THE REQUEST: Exactly reproduce the lines from the line that has "Could you point at the white vase" down to the last line of the entries, inclusive.

Excerpt from a dataset:
━━━━━━━━━━━━━━━━━━━━

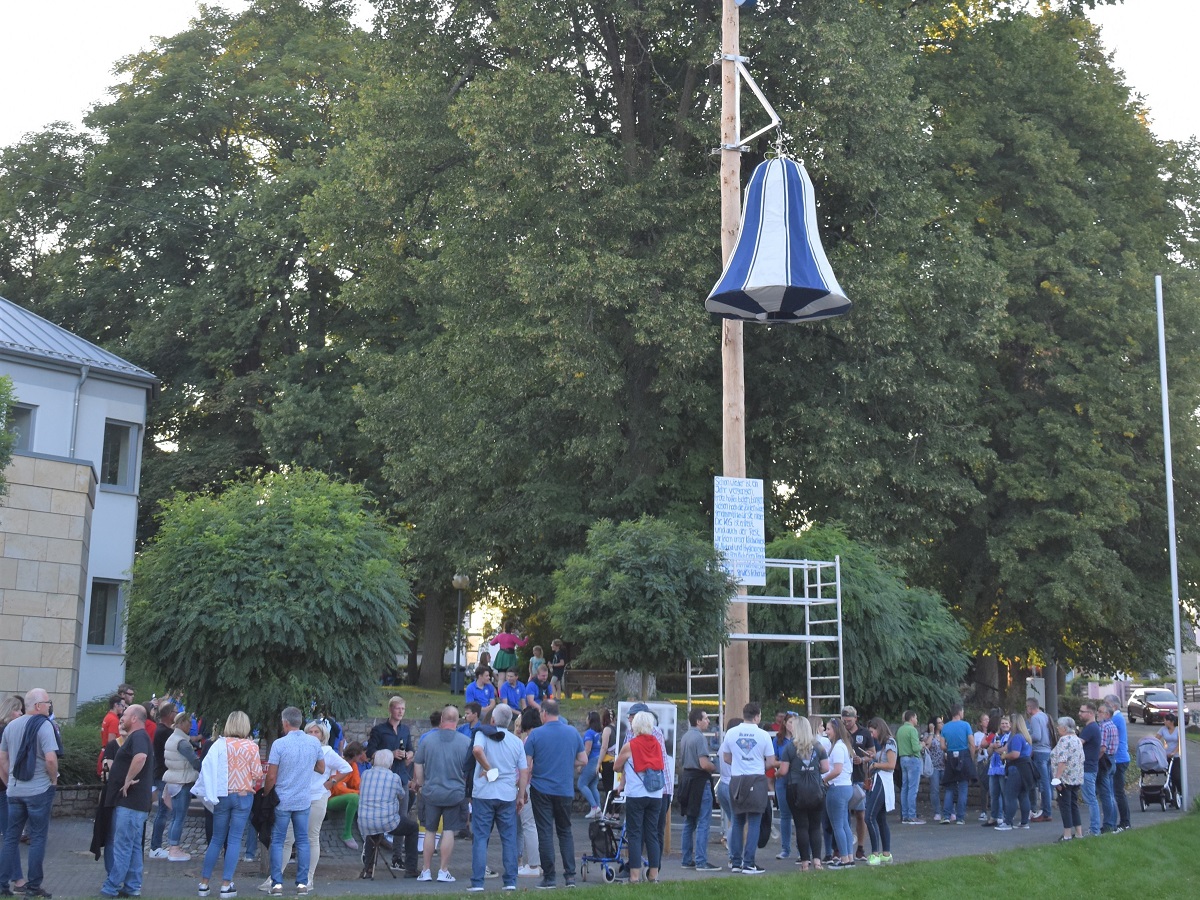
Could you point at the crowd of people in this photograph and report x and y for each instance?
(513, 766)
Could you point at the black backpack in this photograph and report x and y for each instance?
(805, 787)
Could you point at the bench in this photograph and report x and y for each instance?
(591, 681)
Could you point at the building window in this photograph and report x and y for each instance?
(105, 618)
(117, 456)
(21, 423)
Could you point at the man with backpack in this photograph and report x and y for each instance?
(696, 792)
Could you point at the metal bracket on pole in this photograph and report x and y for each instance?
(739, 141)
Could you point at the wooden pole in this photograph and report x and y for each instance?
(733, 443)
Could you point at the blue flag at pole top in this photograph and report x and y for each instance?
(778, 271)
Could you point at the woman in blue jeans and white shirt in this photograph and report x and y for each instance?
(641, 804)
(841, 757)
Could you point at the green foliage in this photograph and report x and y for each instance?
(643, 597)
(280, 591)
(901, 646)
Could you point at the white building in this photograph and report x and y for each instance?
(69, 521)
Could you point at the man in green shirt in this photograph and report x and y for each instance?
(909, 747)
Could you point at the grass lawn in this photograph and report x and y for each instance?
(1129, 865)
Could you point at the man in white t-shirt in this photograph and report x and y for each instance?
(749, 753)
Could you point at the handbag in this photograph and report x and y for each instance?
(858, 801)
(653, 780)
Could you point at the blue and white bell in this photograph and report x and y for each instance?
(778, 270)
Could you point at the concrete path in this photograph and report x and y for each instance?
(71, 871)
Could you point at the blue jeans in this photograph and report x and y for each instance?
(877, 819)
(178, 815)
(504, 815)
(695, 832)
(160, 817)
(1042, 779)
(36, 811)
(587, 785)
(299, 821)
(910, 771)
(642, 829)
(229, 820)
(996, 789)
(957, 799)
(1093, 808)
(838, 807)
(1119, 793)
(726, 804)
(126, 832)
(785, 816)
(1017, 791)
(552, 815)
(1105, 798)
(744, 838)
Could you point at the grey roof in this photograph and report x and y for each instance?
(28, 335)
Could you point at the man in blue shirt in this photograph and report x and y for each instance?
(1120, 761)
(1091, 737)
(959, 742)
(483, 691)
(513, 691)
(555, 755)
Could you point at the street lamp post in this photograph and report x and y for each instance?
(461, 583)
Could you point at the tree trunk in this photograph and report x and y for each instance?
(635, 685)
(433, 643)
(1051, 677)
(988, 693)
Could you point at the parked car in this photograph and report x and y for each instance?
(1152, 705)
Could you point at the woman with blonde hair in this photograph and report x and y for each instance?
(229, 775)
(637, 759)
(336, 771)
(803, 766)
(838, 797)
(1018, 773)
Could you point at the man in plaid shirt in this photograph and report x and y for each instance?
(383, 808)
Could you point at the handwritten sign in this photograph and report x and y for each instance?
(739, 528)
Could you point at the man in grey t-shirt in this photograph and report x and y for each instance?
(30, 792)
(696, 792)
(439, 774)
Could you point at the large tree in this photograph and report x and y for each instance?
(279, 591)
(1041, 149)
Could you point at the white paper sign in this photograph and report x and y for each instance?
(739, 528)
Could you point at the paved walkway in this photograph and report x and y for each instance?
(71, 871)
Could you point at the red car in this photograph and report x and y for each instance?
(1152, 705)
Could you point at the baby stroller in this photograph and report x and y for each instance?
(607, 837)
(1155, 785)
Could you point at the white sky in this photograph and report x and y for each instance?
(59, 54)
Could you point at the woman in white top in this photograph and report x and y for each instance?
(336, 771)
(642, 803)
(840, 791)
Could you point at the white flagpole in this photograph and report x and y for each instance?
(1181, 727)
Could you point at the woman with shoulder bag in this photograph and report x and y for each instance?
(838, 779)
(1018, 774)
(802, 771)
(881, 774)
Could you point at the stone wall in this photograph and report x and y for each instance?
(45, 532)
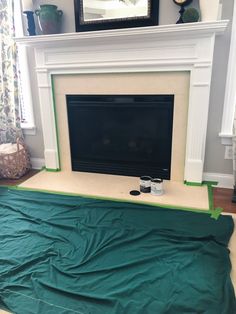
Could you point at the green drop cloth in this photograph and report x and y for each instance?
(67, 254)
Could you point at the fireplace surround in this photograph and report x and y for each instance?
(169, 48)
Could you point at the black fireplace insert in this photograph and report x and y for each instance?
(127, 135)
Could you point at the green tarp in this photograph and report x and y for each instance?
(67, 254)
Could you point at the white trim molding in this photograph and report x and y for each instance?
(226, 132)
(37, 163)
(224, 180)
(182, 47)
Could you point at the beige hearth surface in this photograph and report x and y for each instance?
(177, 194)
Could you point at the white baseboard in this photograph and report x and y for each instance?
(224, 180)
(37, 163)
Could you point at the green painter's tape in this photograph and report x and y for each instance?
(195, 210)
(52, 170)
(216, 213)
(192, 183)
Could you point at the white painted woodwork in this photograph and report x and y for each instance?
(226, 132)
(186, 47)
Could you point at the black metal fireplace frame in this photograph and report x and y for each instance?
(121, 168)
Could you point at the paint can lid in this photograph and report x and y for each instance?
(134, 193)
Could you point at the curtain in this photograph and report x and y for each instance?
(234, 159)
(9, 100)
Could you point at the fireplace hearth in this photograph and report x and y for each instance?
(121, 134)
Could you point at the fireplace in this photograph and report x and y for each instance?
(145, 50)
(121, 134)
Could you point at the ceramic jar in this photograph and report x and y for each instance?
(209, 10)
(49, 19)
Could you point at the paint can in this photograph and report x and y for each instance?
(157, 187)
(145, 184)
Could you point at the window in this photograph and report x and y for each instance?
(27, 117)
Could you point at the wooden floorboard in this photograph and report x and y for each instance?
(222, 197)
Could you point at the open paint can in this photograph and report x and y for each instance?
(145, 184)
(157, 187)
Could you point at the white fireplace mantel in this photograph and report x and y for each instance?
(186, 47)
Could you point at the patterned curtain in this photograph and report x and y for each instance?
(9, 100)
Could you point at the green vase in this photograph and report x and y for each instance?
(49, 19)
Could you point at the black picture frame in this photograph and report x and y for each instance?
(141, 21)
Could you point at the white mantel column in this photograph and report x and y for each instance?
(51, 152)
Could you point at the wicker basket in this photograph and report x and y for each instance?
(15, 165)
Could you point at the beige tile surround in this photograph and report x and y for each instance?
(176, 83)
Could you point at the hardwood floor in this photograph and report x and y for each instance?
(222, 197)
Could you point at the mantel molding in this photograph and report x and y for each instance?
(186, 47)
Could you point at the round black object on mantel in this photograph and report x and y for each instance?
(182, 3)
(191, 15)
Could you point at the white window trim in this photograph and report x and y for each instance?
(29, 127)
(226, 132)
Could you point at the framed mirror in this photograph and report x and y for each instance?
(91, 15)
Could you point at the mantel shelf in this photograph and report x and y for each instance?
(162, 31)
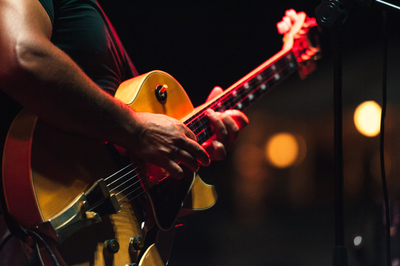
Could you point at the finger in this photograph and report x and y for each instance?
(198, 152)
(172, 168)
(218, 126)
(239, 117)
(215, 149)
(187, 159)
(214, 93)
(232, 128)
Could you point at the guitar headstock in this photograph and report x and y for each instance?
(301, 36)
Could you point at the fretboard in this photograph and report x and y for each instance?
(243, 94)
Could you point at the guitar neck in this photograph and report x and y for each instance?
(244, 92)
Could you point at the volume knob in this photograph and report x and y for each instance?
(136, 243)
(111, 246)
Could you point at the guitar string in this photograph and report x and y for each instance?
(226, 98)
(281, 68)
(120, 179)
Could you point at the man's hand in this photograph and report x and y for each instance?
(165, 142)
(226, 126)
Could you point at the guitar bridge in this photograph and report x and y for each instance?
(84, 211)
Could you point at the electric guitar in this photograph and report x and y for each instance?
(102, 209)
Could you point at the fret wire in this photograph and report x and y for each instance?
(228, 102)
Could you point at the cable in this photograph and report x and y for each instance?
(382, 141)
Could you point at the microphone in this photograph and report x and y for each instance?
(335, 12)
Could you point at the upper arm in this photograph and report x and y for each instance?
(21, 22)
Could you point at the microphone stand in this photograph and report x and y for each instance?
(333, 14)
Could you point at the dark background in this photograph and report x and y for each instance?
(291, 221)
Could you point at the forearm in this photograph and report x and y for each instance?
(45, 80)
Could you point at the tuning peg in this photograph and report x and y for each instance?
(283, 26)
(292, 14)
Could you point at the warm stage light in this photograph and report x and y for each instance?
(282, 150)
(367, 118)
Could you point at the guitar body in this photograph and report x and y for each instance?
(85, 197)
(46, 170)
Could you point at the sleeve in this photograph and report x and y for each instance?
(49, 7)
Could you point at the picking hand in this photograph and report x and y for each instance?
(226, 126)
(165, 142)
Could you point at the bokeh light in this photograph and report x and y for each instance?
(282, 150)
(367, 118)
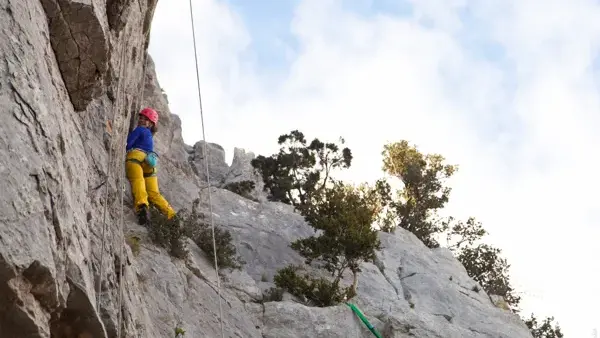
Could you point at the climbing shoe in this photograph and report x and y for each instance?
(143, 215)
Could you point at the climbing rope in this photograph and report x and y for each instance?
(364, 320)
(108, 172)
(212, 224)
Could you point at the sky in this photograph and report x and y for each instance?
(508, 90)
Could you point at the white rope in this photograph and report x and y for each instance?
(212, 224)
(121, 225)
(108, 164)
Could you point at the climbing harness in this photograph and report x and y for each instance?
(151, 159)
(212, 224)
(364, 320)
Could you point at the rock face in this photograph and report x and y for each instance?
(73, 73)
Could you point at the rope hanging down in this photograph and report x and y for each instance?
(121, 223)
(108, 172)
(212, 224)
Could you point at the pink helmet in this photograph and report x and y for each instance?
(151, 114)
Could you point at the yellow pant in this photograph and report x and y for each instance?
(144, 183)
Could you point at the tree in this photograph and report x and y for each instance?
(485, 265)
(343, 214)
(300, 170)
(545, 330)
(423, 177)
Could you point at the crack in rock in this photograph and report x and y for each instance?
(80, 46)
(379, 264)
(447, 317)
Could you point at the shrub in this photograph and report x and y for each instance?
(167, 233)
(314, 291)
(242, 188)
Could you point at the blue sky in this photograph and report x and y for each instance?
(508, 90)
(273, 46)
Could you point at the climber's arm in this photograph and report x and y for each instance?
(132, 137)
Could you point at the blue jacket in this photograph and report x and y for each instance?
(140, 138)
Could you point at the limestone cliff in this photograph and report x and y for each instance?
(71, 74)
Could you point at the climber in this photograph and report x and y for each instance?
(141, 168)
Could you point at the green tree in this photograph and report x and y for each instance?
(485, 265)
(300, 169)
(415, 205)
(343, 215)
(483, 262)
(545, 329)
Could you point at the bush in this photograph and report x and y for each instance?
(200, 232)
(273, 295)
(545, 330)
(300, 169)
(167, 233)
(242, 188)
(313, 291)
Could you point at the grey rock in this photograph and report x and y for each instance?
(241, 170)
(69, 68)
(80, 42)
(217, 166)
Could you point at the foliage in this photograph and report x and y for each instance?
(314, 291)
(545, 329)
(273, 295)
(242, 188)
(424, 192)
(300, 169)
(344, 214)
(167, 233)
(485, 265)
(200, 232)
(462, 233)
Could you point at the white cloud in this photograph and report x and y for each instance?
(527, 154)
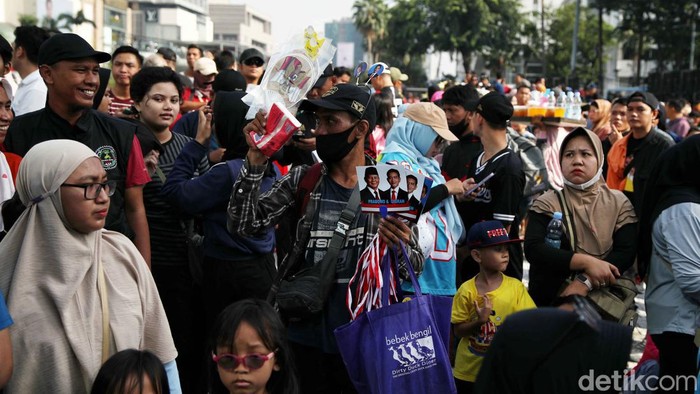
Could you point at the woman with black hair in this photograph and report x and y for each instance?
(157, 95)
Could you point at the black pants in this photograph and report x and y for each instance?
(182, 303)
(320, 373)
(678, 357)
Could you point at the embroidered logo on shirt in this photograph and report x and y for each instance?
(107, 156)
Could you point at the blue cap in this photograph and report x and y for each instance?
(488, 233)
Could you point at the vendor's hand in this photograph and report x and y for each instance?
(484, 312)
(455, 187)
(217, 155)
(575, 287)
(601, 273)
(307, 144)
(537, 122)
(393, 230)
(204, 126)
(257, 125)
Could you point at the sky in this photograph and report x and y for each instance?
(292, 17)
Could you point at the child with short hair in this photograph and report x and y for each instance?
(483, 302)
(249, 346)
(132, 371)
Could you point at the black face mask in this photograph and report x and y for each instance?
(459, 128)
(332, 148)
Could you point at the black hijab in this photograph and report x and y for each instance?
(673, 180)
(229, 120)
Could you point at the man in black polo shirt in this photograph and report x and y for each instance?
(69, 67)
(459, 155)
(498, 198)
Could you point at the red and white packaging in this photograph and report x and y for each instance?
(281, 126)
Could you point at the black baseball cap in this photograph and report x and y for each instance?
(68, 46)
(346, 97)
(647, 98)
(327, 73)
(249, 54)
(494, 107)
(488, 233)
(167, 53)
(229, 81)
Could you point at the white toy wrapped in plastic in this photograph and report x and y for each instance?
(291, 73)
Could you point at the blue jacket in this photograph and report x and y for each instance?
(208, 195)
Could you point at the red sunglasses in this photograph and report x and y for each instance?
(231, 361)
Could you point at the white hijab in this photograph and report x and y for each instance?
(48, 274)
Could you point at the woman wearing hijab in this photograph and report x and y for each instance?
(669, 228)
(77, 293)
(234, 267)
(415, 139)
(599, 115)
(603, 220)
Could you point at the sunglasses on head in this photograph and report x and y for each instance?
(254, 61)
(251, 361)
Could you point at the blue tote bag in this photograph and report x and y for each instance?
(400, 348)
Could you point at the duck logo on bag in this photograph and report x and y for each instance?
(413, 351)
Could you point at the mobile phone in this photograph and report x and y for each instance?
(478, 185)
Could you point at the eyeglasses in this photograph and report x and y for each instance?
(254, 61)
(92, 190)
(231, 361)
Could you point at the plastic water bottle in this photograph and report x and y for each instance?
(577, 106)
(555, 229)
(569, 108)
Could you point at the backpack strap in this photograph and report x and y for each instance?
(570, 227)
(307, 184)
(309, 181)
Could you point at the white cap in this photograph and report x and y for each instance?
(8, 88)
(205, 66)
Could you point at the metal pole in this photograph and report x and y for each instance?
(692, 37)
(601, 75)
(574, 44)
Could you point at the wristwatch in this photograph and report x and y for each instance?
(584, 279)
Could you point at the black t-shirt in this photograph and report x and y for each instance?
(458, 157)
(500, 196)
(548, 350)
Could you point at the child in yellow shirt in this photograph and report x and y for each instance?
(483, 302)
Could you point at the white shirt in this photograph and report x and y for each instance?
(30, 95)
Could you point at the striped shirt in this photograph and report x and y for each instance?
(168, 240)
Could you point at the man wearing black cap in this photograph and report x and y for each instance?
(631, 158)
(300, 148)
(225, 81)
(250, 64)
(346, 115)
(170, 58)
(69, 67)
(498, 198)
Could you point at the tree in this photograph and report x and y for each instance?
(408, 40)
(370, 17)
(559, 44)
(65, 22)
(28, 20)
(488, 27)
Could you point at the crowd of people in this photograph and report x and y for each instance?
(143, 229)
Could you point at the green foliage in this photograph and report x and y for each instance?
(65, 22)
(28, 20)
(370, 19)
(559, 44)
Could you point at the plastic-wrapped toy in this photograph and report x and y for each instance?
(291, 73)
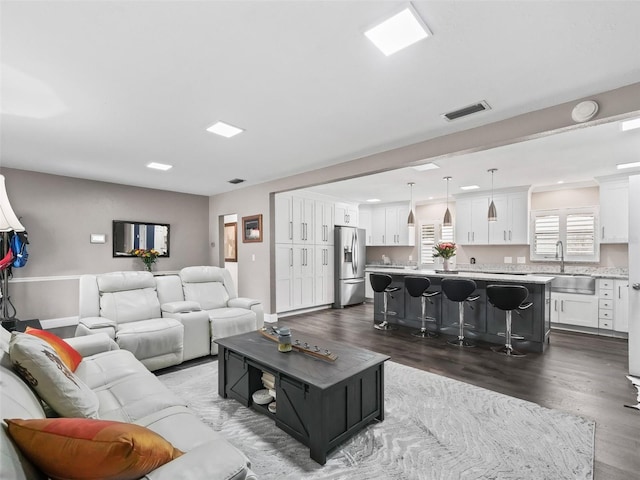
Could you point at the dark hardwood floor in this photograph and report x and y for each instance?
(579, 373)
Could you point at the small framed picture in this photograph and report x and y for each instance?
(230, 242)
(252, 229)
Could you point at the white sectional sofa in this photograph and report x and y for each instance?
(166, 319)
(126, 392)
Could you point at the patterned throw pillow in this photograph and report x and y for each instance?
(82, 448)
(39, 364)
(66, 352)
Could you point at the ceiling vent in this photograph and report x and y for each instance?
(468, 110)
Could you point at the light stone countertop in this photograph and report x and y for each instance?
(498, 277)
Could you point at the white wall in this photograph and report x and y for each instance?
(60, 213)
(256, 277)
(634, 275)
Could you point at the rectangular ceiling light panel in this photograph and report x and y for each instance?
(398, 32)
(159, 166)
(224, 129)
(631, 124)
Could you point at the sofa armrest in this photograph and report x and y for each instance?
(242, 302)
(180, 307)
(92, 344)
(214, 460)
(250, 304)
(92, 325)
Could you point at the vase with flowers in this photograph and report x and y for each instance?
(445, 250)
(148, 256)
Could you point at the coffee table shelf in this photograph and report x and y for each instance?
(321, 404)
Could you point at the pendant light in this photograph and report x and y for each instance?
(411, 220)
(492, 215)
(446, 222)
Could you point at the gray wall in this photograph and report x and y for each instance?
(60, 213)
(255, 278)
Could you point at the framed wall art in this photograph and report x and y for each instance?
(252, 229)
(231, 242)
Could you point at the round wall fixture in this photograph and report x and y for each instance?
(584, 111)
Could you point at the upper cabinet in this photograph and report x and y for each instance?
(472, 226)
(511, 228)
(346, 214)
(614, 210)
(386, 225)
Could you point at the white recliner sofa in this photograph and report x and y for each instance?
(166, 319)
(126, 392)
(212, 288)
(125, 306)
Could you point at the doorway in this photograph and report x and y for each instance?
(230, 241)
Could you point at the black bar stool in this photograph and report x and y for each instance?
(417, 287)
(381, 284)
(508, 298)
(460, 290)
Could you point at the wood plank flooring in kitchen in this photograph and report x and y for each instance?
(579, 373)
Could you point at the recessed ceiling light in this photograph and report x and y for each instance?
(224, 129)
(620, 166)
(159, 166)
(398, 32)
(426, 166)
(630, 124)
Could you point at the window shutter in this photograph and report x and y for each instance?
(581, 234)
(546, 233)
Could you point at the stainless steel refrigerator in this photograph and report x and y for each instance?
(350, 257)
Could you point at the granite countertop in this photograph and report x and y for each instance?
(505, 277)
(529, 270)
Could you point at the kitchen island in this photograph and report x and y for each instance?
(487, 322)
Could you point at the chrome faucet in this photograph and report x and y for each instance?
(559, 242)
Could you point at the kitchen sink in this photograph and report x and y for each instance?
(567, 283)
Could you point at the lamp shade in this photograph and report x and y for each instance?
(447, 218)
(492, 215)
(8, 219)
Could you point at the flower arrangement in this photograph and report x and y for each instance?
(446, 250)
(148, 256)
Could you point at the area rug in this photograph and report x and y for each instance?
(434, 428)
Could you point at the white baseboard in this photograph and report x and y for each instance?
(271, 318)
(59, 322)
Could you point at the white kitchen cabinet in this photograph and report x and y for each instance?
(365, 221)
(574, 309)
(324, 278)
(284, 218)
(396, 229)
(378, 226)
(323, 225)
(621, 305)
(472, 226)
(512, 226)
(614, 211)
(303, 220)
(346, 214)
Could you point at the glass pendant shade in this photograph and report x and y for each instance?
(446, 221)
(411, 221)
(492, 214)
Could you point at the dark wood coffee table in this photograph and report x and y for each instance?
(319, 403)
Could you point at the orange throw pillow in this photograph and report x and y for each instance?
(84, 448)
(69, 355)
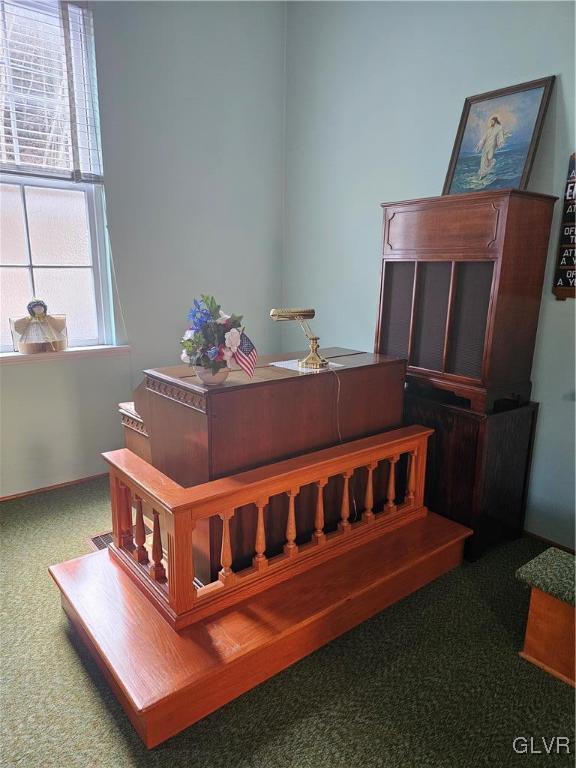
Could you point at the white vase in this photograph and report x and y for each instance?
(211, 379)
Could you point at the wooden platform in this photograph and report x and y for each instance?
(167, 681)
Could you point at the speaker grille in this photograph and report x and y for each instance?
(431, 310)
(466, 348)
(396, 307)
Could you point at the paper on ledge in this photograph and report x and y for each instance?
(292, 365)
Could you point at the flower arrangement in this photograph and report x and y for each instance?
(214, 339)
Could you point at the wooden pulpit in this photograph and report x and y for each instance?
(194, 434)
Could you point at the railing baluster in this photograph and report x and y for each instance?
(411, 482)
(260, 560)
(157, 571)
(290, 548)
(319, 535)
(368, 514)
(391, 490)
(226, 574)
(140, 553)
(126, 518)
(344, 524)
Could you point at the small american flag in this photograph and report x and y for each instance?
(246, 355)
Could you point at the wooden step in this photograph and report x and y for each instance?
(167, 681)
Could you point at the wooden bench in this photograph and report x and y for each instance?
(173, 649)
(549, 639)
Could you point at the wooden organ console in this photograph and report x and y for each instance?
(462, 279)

━━━━━━━━━━━━━━━━━━━━

SOLUTION FOR THIS TASK:
Could you point at the white vase in this photograph and report x and y for each instance?
(211, 379)
Could you point at the wooden platform in this photograph and report x and y for each instance?
(167, 681)
Could you point at the speaker grille in this photograph and report x and y for each instance?
(431, 310)
(466, 348)
(396, 307)
Could you point at the paper on ledge in this photograph and report x and y for each instance?
(292, 365)
Could you point at the flower arrangement in this photograph and report x and y for each instance?
(214, 339)
Could you point at the wooden pulpit in this photograph and report x and y for each instance?
(194, 434)
Could you point at the railing baluster in this photograph and report x and y for each instance?
(411, 482)
(260, 560)
(157, 571)
(290, 548)
(319, 535)
(368, 514)
(391, 490)
(226, 574)
(140, 553)
(126, 518)
(344, 524)
Could you point at the small american flag in this photograph and report x and y for each instance?
(246, 355)
Could you point at the wooden step in this photograph and report x and y for each instance?
(167, 681)
Could you point at the wooden bench in this photograph and report x and y for each instance?
(173, 649)
(549, 639)
Could you point at the wooden organ console in this photograph and report x and y for each instance?
(462, 279)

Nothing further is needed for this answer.